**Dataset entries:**
● ● ● ● ●

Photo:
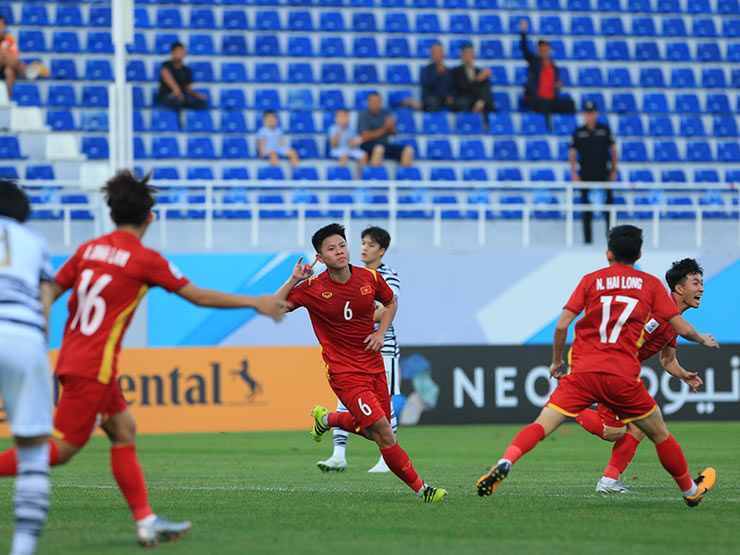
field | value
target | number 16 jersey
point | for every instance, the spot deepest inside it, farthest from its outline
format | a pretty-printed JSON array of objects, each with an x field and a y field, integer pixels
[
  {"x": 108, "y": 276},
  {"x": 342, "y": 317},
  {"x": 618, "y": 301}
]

● ● ● ● ●

**What is asked:**
Copy out every row above word for word, but leave out the pictures.

**Written answer:**
Photo:
field | value
target | number 16 jersey
point | for every instance, the spot deepest inside it, farthest from its outline
format | a pretty-printed JSON array of objects, each with an x field and a y field, integer pixels
[
  {"x": 108, "y": 276},
  {"x": 342, "y": 317},
  {"x": 618, "y": 301}
]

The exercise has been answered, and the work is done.